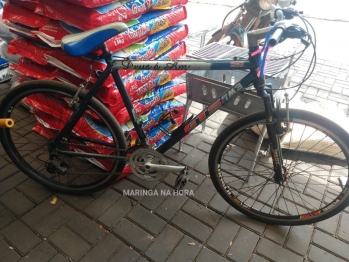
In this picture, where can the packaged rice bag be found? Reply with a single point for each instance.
(148, 24)
(89, 3)
(77, 66)
(88, 18)
(20, 30)
(143, 81)
(34, 70)
(154, 45)
(153, 98)
(157, 132)
(29, 4)
(163, 111)
(30, 49)
(160, 4)
(53, 32)
(23, 16)
(101, 163)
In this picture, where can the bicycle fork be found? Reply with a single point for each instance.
(274, 142)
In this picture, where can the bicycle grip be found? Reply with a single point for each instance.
(6, 123)
(276, 37)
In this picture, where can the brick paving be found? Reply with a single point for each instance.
(107, 226)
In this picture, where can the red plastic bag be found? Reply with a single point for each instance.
(143, 81)
(29, 68)
(17, 14)
(88, 18)
(159, 95)
(29, 4)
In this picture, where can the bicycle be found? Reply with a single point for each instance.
(251, 165)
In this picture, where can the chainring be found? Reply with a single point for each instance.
(138, 159)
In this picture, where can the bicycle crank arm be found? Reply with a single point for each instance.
(163, 168)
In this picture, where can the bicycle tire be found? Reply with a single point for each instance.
(29, 151)
(304, 197)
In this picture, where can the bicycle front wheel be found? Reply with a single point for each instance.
(40, 109)
(315, 169)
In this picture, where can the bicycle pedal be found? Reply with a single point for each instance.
(182, 179)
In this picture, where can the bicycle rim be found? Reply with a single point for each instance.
(40, 111)
(315, 162)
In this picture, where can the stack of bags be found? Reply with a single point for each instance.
(154, 32)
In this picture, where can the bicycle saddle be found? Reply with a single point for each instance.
(82, 43)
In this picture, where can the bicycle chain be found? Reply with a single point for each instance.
(120, 150)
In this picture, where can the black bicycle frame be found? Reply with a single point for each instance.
(187, 126)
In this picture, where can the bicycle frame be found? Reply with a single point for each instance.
(114, 65)
(187, 126)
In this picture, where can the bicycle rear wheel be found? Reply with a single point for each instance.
(315, 163)
(40, 110)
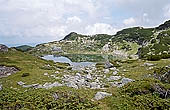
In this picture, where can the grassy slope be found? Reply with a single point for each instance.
(42, 99)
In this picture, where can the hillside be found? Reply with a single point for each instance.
(34, 83)
(24, 48)
(140, 41)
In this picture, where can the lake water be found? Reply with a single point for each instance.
(64, 59)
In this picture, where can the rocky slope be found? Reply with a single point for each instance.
(131, 41)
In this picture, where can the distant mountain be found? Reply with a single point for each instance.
(127, 42)
(24, 48)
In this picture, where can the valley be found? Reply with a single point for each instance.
(126, 71)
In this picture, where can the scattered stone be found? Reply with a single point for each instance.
(114, 78)
(101, 95)
(148, 64)
(3, 48)
(124, 70)
(45, 74)
(114, 69)
(72, 84)
(55, 96)
(108, 65)
(89, 77)
(20, 83)
(163, 93)
(0, 87)
(163, 74)
(94, 85)
(50, 85)
(126, 80)
(115, 72)
(122, 82)
(6, 71)
(106, 71)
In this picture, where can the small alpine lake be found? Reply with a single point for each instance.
(80, 60)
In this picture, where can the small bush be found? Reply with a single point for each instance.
(25, 74)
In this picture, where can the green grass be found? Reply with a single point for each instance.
(14, 96)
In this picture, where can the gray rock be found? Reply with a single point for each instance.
(126, 80)
(72, 84)
(45, 74)
(27, 86)
(122, 82)
(3, 48)
(106, 71)
(6, 71)
(20, 83)
(108, 65)
(50, 85)
(148, 64)
(115, 72)
(55, 96)
(101, 95)
(94, 85)
(89, 77)
(114, 78)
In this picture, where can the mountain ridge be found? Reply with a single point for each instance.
(130, 41)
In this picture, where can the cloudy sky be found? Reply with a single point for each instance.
(37, 21)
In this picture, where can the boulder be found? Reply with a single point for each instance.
(114, 78)
(20, 83)
(94, 85)
(55, 96)
(108, 65)
(148, 64)
(101, 95)
(3, 48)
(6, 71)
(0, 87)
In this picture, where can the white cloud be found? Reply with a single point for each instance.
(129, 22)
(100, 28)
(73, 19)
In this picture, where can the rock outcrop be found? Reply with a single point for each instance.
(101, 95)
(3, 48)
(6, 71)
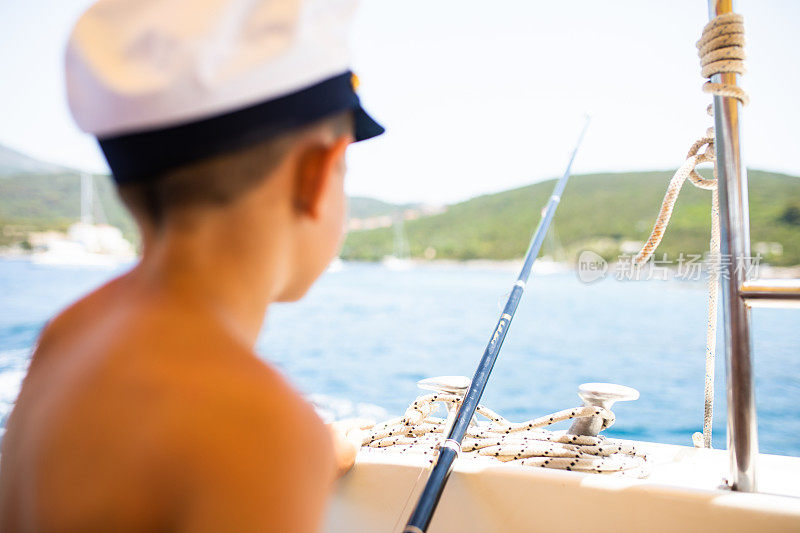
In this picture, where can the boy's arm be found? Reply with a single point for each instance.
(261, 467)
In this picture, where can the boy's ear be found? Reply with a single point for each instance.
(317, 171)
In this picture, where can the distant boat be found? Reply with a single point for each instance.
(400, 258)
(337, 265)
(86, 243)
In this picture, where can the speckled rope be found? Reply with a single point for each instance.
(721, 49)
(526, 443)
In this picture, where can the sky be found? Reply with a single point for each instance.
(479, 97)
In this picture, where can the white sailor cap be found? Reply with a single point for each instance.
(162, 83)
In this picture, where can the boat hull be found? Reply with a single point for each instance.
(682, 494)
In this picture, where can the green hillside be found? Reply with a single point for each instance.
(36, 202)
(597, 212)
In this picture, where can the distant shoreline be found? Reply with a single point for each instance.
(542, 266)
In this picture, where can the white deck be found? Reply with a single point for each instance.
(682, 494)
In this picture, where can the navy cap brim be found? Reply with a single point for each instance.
(146, 155)
(366, 127)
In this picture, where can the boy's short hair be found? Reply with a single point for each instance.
(217, 180)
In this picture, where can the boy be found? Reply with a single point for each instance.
(225, 124)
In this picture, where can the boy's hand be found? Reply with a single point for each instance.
(346, 436)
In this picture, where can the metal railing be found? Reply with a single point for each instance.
(738, 293)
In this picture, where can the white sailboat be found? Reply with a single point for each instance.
(86, 243)
(522, 477)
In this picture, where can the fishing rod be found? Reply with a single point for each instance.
(449, 450)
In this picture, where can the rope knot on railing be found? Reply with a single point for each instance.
(721, 51)
(418, 431)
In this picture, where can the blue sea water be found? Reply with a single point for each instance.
(363, 336)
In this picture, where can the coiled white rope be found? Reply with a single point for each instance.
(721, 49)
(526, 443)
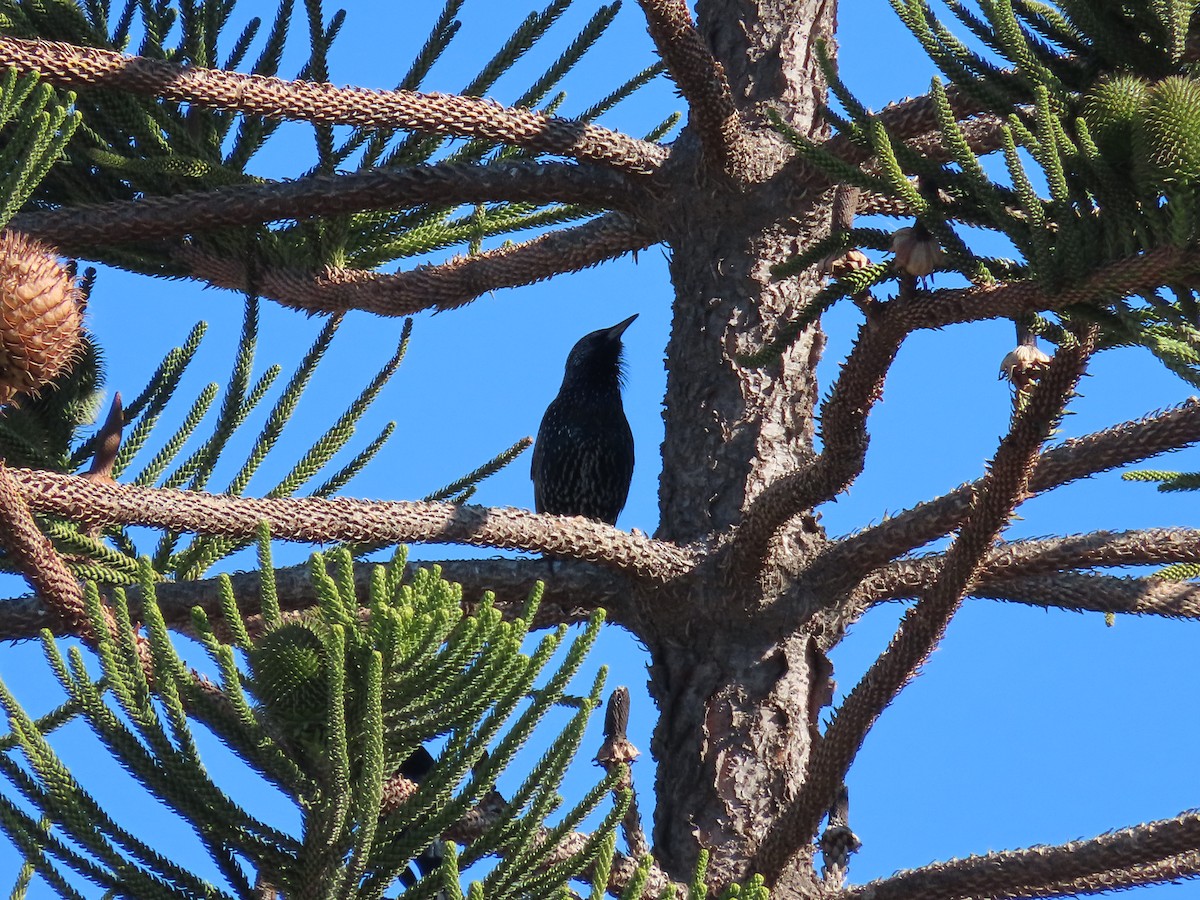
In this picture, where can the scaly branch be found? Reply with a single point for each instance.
(922, 629)
(1098, 593)
(365, 522)
(573, 591)
(322, 103)
(1146, 271)
(444, 286)
(39, 562)
(699, 76)
(330, 196)
(1017, 559)
(1143, 855)
(852, 557)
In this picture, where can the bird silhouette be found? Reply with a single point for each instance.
(583, 457)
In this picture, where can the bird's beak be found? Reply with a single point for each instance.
(619, 328)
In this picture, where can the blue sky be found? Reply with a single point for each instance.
(1026, 726)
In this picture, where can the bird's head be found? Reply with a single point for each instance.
(597, 358)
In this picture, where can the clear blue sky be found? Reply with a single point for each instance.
(1026, 726)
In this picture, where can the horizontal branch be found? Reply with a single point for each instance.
(39, 561)
(699, 76)
(439, 287)
(573, 592)
(921, 630)
(1098, 593)
(443, 184)
(1152, 852)
(1015, 559)
(909, 119)
(851, 558)
(82, 67)
(861, 382)
(1012, 299)
(365, 522)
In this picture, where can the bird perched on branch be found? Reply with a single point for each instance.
(583, 459)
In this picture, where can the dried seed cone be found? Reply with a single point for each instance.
(41, 316)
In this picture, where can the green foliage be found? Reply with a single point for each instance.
(331, 706)
(36, 123)
(130, 147)
(1101, 157)
(42, 432)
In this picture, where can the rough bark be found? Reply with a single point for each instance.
(736, 706)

________________

# EXERCISE PROMPT
Set the listing down in full and exactly. Pictures within it should not appear in the copy.

# COMPLETE ANSWER
In this picture, where can the packaged rice bag be found? Reply with a single point for each instance.
(148, 24)
(89, 3)
(77, 66)
(88, 18)
(20, 30)
(143, 81)
(34, 70)
(154, 45)
(153, 98)
(157, 132)
(29, 4)
(163, 111)
(30, 49)
(160, 4)
(53, 32)
(23, 16)
(101, 163)
In this picture, where can the bicycle fork be found? Reply with a single point for each instance.
(274, 142)
In this picture, where can the bicycle grip be found? Reply with a single point for each instance.
(6, 123)
(276, 37)
In this picture, where can the brick paving be found? Reply with a single point for each instance.
(107, 226)
In this picture, where can the red plastic bag be found? Reply with a single point for each instance.
(143, 81)
(29, 68)
(17, 14)
(88, 18)
(159, 95)
(29, 4)
In this picture, where can the bicycle be found? Reply with a single point for each instance.
(251, 165)
In this picture, where can the chainring be found? Reply with a single point for each instance.
(138, 159)
In this picture, where can the bicycle crank arm be found? Reply with a single point for each instance.
(163, 168)
In this picture, where can the bicycle tire be found? Reply with a single point for each instance.
(29, 151)
(304, 197)
In this picture, where can the bicycle front wheel be found? Reply with a single point for each instance.
(40, 109)
(315, 169)
In this picture, where can the bicycle pedal be found? Reply with a single point for each instance.
(182, 179)
In this picture, where can the bicycle rim be found? Reply with a single point for each instance.
(40, 111)
(315, 162)
In this picture, where can the stack of bags be found? Reply with a single point for each instance.
(154, 32)
In this picture, where can the bicycle saddle be found? Reply with a single point for each instance.
(82, 43)
In this picture, where can the bicycle chain be found? Reply with a single point for each instance.
(120, 150)
In this picture, where can the black bicycle frame be found? Reply with a single point for each instance.
(187, 126)
In this picture, where can the bicycle frame be found? Reply with a single point for each instance.
(114, 65)
(187, 126)
In this picture, where can the bicycle rear wheel be found? Reply with a single point for each instance.
(315, 163)
(40, 110)
In this picture, where can the grassy slope be found? Reply with a single point for each instance.
(42, 99)
In this picture, where can the hillside be found? Reply with a single point for each instance.
(34, 83)
(24, 48)
(140, 41)
In this picture, where can the lake water be found? Reply with a single point for each instance.
(64, 59)
In this picture, where can the rocky slope be found? Reply with a single point for each instance.
(131, 41)
In this picture, where can the distant mountain be found? Reply with a single point for each instance.
(127, 42)
(24, 48)
In this picture, where can the valley be found? Reply with a single point for each instance.
(126, 71)
In this picture, where can the scattered stone be found? Reply with a single point for each instance.
(114, 78)
(101, 95)
(148, 64)
(3, 48)
(124, 70)
(45, 74)
(114, 69)
(72, 84)
(55, 96)
(108, 65)
(89, 77)
(20, 83)
(163, 93)
(0, 87)
(163, 74)
(94, 85)
(50, 85)
(126, 80)
(115, 72)
(122, 82)
(6, 71)
(106, 71)
In this picture, where can the small alpine lake be found? Reply with a single point for each instance.
(80, 60)
In this picture, where can the small bush be found? Reply with a single point for each instance.
(25, 74)
In this picture, where can the green grass be found? Reply with a single point for each instance.
(14, 96)
In this picture, where can the gray rock be found? Reply with a single point for each instance.
(126, 80)
(72, 84)
(45, 74)
(27, 86)
(122, 82)
(3, 48)
(106, 71)
(6, 71)
(20, 83)
(108, 65)
(50, 85)
(148, 64)
(115, 72)
(55, 96)
(101, 95)
(94, 85)
(89, 77)
(114, 78)
In this picture, where can the mountain ridge be found? Reply with a single point for each instance.
(130, 41)
In this picture, where can the cloudy sky be found? Reply with a single point for each instance.
(37, 21)
In this picture, where can the boulder be found? Reply with a single point for each instance.
(114, 78)
(20, 83)
(94, 85)
(55, 96)
(108, 65)
(148, 64)
(101, 95)
(3, 48)
(6, 71)
(0, 87)
In this picture, where can the white cloud be found? Reply with a single point for each instance.
(129, 22)
(100, 28)
(73, 19)
In this picture, where can the rock outcrop be found? Reply with a single point for each instance.
(101, 95)
(3, 48)
(6, 71)
In this picture, where can the boy's arm be found? Reply with a single point for each instance.
(261, 467)
In this picture, where can the boy's ear be found? Reply with a single point for each instance.
(317, 171)
In this picture, where can the distant boat be found? Reply with a single point for each instance.
(400, 258)
(337, 265)
(86, 243)
In this picture, where can the speckled rope be found? Reply with a single point for each instance.
(721, 49)
(526, 443)
In this picture, where can the sky be found? Reply with a single point for each instance.
(479, 97)
In this picture, where can the white sailor cap be found? Reply with a single point for each instance.
(162, 83)
In this picture, where can the boat hull be found? Reply with a single point for each instance.
(682, 494)
In this picture, where can the green hillside be found? Reply with a single point for each instance.
(36, 202)
(597, 212)
In this picture, where can the distant shoreline be found? Reply with a single point for each instance.
(542, 266)
In this picture, where can the white deck be found? Reply with a single point for each instance.
(682, 494)
In this picture, where can the navy cap brim be found? Reply with a single point for each instance.
(146, 155)
(366, 127)
In this picture, where can the boy's short hair be found? Reply with a single point for each instance.
(217, 180)
In this picture, where can the boy be found? Reply with a single point for each instance.
(225, 124)
In this picture, where can the boy's hand be found? Reply with a single point for each instance.
(346, 436)
In this picture, where can the metal railing be found? Reply with a single point for each instance.
(738, 293)
In this picture, where can the white sailboat be found? Reply with a single point for each instance.
(86, 243)
(522, 477)
In this picture, where can the fishing rod be found? Reply with a single point for each instance.
(449, 450)
In this picture, where can the rope knot on railing be found? Reply with a single point for each instance.
(721, 51)
(418, 431)
In this picture, where can the blue sea water be found? Reply with a single point for each instance.
(363, 336)
In this picture, where can the coiled white rope be found? Reply with a single point for each instance.
(721, 49)
(526, 443)
In this picture, where can the scaly branch be found? Reply with a single point for each instance.
(922, 629)
(1098, 593)
(365, 522)
(573, 591)
(322, 103)
(1146, 271)
(444, 286)
(39, 562)
(699, 76)
(330, 196)
(1017, 559)
(1143, 855)
(852, 557)
In this picture, where can the bird silhouette be found? Reply with a single point for each instance.
(583, 457)
In this picture, where can the bird's beak be found? Reply with a single point for each instance.
(619, 328)
In this picture, where can the blue sky be found? Reply with a single point for each instance.
(1026, 726)
In this picture, where can the bird's head be found? Reply with a single point for each instance.
(597, 358)
In this picture, where can the clear blue sky be found? Reply with a single point for each instance.
(1026, 726)
In this picture, where can the horizontal branch be found? Reply with a single point for each instance.
(39, 561)
(699, 76)
(439, 287)
(573, 592)
(921, 630)
(1098, 593)
(443, 184)
(1152, 852)
(1015, 559)
(909, 119)
(851, 558)
(82, 67)
(861, 382)
(1012, 299)
(365, 522)
In this picture, where can the bird perched on branch be found? Reply with a single point for each instance.
(583, 459)
In this picture, where can the dried seed cone be found? Reply with a single point for each instance.
(41, 316)
In this picture, where can the green foliage be found? Reply with a single point for each instance.
(331, 706)
(36, 123)
(130, 147)
(1101, 157)
(42, 432)
In this picture, where can the rough bark be found? Reply with a single point for each instance.
(736, 706)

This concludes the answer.